Goal of the exercise: Your answer should be exactly the lines from the one that contains "Would you be able to point at the boat roof" through the final line of the entries below, and nothing else.

Start of Records for the task

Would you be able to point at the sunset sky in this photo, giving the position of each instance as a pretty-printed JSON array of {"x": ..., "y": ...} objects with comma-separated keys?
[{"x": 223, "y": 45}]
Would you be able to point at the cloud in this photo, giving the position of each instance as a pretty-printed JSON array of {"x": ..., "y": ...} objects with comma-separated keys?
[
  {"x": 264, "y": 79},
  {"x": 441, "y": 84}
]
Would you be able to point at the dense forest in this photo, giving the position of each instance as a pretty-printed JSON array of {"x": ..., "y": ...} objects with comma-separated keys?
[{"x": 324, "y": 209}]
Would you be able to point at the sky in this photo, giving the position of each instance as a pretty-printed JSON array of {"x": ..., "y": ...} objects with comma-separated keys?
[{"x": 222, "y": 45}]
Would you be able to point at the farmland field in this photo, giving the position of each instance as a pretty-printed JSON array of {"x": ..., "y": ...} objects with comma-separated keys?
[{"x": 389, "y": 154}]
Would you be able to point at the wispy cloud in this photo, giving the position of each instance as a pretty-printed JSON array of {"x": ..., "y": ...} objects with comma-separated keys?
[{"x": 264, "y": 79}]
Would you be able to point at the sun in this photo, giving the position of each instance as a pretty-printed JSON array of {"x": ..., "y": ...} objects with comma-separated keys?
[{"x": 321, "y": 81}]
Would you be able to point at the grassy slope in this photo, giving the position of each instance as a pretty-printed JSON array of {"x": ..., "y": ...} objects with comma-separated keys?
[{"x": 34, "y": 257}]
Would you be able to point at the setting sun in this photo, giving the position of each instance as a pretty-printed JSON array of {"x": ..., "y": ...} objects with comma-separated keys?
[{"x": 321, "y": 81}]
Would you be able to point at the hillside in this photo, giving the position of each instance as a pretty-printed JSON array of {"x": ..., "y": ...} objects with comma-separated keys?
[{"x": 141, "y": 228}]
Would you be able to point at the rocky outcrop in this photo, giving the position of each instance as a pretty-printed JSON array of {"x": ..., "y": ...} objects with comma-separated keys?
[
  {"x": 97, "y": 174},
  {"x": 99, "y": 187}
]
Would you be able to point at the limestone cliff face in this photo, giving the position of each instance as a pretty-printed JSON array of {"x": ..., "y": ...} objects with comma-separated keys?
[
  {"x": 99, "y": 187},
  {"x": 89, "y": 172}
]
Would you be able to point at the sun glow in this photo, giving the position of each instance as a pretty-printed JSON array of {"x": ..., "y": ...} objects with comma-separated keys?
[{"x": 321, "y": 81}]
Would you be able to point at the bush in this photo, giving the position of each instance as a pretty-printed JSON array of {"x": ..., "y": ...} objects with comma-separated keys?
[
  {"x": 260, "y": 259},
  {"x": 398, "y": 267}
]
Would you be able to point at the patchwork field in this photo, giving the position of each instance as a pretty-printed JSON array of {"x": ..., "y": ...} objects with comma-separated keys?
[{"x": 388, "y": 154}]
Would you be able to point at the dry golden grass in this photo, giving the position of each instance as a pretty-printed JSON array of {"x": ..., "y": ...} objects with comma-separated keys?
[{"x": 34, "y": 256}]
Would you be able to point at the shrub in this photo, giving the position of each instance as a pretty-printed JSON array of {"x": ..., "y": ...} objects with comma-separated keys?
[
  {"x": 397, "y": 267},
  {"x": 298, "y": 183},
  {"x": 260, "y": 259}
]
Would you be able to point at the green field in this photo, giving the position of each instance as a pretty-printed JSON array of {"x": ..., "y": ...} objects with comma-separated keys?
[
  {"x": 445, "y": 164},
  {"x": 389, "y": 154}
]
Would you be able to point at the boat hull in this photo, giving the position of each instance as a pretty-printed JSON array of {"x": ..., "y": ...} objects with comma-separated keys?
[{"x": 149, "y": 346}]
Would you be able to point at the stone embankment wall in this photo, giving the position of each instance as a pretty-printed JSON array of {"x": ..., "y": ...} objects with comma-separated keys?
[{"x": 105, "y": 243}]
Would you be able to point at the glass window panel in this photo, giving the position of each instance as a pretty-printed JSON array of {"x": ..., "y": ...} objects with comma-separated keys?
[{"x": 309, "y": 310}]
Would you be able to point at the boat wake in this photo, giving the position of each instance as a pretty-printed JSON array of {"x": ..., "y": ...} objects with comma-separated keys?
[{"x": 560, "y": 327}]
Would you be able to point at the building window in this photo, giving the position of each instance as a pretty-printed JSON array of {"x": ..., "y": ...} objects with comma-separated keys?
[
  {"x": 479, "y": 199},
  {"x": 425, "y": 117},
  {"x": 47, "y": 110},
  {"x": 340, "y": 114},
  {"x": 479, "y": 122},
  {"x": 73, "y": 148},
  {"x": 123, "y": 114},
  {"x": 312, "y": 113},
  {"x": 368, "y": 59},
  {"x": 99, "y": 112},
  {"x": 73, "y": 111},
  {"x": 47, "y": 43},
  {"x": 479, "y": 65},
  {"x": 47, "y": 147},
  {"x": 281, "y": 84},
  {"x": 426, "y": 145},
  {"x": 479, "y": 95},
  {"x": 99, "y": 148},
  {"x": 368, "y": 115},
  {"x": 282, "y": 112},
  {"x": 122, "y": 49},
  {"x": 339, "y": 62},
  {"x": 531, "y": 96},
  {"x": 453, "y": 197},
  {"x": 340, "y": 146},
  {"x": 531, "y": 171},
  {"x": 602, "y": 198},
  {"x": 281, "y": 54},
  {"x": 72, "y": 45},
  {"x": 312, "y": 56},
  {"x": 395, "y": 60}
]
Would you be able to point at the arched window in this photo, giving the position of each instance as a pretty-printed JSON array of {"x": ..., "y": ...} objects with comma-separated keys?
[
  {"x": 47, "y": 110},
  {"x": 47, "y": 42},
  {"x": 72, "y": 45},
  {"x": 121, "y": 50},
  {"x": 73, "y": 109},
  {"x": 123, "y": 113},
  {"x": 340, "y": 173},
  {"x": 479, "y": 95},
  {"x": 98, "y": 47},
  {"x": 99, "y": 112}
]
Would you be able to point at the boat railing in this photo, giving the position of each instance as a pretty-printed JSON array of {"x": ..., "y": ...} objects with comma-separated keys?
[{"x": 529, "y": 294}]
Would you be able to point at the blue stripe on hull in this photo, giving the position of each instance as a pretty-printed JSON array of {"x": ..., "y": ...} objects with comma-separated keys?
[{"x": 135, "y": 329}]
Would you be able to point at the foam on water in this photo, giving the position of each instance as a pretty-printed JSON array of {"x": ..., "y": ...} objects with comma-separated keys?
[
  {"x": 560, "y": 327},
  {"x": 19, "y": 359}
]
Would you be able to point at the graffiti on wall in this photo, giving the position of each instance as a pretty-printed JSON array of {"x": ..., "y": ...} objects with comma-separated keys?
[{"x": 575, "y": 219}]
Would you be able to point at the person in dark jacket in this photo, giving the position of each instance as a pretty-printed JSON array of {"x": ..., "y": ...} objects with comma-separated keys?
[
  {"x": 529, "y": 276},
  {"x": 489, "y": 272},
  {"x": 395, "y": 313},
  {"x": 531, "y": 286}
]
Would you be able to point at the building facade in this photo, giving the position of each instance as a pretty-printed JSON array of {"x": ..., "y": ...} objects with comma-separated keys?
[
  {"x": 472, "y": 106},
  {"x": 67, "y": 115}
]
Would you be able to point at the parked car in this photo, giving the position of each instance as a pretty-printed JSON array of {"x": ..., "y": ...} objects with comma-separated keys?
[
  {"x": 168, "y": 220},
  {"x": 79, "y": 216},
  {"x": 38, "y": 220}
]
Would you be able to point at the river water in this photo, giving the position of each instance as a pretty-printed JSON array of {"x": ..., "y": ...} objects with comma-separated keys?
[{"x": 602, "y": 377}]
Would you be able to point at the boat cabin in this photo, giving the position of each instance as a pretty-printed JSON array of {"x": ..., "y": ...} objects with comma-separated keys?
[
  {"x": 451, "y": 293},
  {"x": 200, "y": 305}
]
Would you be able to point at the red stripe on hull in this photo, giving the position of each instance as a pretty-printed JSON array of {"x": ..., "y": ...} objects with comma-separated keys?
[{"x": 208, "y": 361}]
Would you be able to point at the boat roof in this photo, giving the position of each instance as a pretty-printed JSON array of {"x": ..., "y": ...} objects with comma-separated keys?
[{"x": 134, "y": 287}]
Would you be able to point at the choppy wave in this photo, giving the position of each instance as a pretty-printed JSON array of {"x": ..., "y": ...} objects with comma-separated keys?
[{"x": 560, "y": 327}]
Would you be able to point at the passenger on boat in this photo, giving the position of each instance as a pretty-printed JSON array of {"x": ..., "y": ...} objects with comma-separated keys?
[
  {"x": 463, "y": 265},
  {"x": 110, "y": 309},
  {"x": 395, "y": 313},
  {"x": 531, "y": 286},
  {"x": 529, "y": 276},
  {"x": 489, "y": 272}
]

End of Records for the task

Solution to this task:
Would you be able to point at the boat roof in this photo, giving the position of each instance as a pretty-printed JSON array of {"x": ..., "y": ...} objects with comma-separated keys?
[{"x": 134, "y": 287}]
Would you be able to point at the choppy wave in this photo, giving the position of each instance as a pretty-printed JSON array of {"x": ..., "y": ...} objects with comma-separated keys?
[{"x": 560, "y": 327}]
Would you be able to point at the passenger on boat in this photo, giving the position of each instance as a pretty-printed JSON array of {"x": ..., "y": ...} objects with comma-separated keys?
[
  {"x": 463, "y": 265},
  {"x": 110, "y": 309},
  {"x": 395, "y": 313},
  {"x": 531, "y": 286},
  {"x": 529, "y": 276},
  {"x": 489, "y": 272}
]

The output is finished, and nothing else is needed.